| Texto de origem |
'''
Hoje há relva a cobrir as pedras e os alemães usam estes espaços, junto ao lago Dutzendteich, como áreas de lazer. Aliás, se o edifício que nasceu para ser o Centro de Congressos de Hitler está hoje perfeitamente preservado, por albergar o Centro de Documentação, o mesmo não se pode dizer da tribuna do Campo Zeppelin — a única estrutura de todo o plano de Speer a ser efectivamente completa.
Em 1945, os soldados norte-americanos fizeram explodir a enorme suástica que encimava o edifício. E, em 1967, foi a cidade Nuremberga a rebentar com as galerias laterais de colunas da tribuna, por razões de segurança. Hoje, o sítio ainda parece pouco seguro. Há rachas nas pedras e lixo espalhado, além de um aviso que indica que quem subir as escadas, fá-lo por sua conta e risco. “A cidade não sabe muito bem o que fazer com aquilo. Vai pondo uns remendos, um bocado de cimento de vez em quando, mas mais nada”, diz Mireille Markus.
No Centro de Documentação há uma fotografia do avião de Hitler a sobrevoar o Castelo Imperial de Nuremberga. Ele ainda lá está, situado “no único rochedo da cidade”, como a nossa guia não se cansa de repetir, numa posição privilegiada que ajudou a que, até à Segunda Guerra Mundial, “Nuremberga nunca tivesse sido conquistada”. É sempre a subir até às suas muralhas e ao conjunto de casa apaineladas, com as cores vermelho e branco, símbolo da cidade, por todo o lado. Em redor, ainda subsistem algumas das casas mais antigas do centro histórico, incluindo a casa do pintor Albrecht Dürer, que ali viveu entre 1509 e 1528 e onde é possível ver cópias de obras suas, além dos quartos mobilados à época.
Chegamos a Nuremberga com os julgamentos dos criminosos de guerra em mente, e acabamos por não ver o tribunal onde estes decorreram. Não houve tempo. Além disso, a sala 600, onde 21 dos maiores criminosos de guerra nazi foram julgados, ainda é usada como uma sala de julgamentos normal, pelo que o acesso nem sempre é garantido. Algo que poderá mudar no futuro, explica Wolfram Zilk: “No próximo ano vai ser construído um novo Palácio da Justiça, para que o tribunal actual possa ficar livre e ser completamente transformado num museu.” O projecto faz parte da intenção da cidade de candidatar Nuremberga a Património da Humanidade por ter sido ali que, pela primeira vez, foi posto em prática o conceito de julgar os responsáveis pelo destino de um povo (ou de vários povos). A visita ao tribunal terá de ficar para a próxima.
Como para a próxima terá de ficar também a experiência de colocar os pés na areia da praia artificial da cidade. Não tem espaço suficiente para se deitar ao sol, mas, durante oito semanas, pode sentar-se nos cadeirões e deixar que lhe sirvam bebidas largas. Procure-a junto ao rio.
'''
| Tarefas do exercício |
a. Responda a estas perguntas sobre o texto sobre Nuremberga:
(i) Em que ano fizeram os soldados norte-americanos explodir a suástica que encimava o edifício?
(ii) Entre que anos viveu Albrecht Dürer na casa do centro histórico?
(iii) Quantos dos maiores criminosos de guerra nazis foram julgados na sala 600?
b. Pode reescrever em forma de lista o parágrafo do texto sobre Nuremberga que começa por "Em 1945, os soldados", mantendo os factos principais?
Não é preciso consultar o material para nada.

| Material listado |
'''
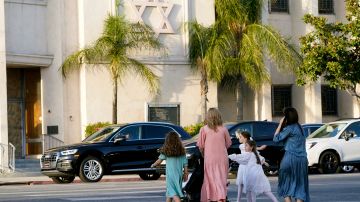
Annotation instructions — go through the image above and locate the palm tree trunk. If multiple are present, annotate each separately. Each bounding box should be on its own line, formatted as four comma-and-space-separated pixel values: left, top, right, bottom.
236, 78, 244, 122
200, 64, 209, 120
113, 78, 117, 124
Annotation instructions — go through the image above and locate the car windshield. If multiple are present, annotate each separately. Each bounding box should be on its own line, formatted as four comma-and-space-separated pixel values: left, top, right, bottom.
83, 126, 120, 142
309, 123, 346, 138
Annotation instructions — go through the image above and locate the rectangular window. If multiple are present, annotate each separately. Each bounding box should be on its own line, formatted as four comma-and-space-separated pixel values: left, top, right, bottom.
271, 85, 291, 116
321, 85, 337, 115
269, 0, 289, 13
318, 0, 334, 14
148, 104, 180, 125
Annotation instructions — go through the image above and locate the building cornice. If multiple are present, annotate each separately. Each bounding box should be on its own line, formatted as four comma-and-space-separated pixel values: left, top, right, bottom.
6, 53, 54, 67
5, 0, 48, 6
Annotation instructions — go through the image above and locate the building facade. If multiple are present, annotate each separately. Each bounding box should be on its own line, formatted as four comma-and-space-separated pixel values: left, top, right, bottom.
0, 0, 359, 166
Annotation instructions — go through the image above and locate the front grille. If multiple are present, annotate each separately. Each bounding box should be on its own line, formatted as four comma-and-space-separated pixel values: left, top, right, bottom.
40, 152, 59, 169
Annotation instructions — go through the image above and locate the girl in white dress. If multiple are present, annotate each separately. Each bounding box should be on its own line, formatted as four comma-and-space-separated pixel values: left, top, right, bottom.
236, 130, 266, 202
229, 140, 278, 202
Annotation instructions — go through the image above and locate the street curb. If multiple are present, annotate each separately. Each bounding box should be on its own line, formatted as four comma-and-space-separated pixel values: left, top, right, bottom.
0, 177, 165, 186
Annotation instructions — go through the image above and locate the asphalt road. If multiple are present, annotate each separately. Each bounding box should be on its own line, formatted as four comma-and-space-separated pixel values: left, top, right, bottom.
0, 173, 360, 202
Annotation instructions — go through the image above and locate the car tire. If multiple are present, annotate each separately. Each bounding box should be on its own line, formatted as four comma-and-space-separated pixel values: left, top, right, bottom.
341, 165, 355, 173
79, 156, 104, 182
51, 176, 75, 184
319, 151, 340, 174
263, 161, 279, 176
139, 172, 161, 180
'''
'''
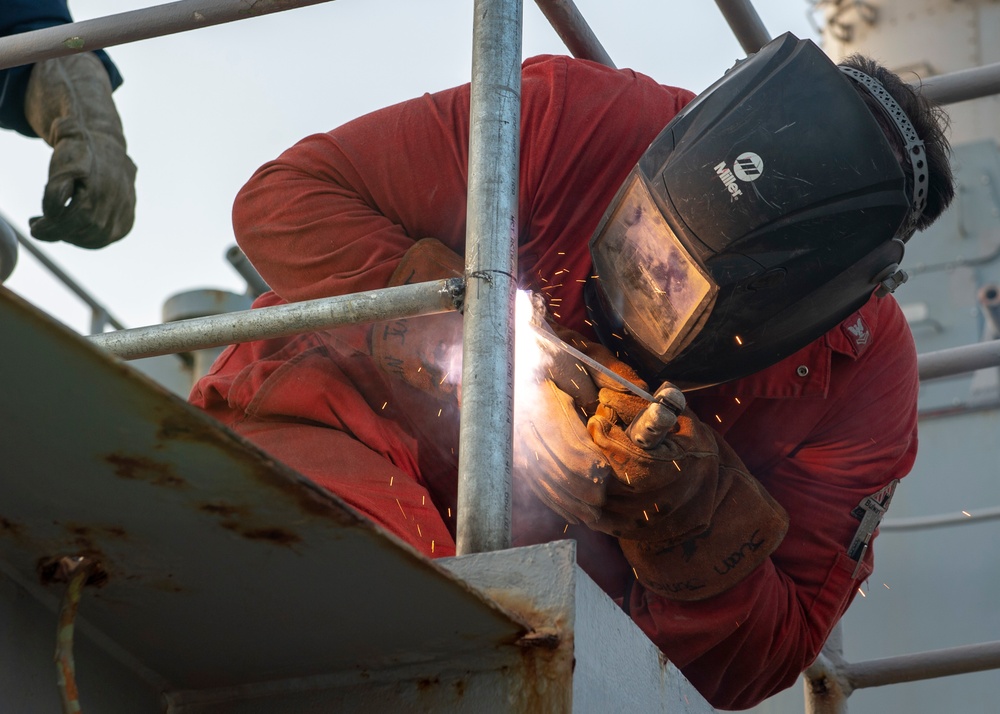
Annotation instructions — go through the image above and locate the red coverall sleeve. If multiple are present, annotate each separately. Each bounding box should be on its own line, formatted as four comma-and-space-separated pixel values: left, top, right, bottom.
'''
'''
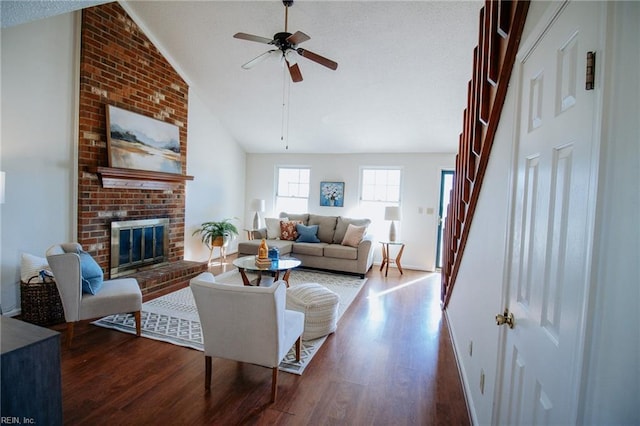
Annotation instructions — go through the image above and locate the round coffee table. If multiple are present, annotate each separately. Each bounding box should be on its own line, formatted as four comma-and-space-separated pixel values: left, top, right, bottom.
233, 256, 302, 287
'''
| Respostas por tarefa |
a.
(i) Em 1945.
(ii) Entre 1509 e 1528.
(iii) 21.

b.
- Em 1945, soldados norte-americanos fizeram explodir a enorme suástica no topo do edifício.
- Em 1967, a cidade de Nuremberga rebentou as galerias laterais de colunas da tribuna, por razões de segurança.
- Hoje o local ainda parece pouco seguro: há rachas nas pedras, lixo espalhado e um aviso de que quem sobe as escadas o faz por sua conta e risco.
- Segundo Mireille Markus, a cidade não sabe bem o que fazer com o local e limita-se a remendos ocasionais com cimento.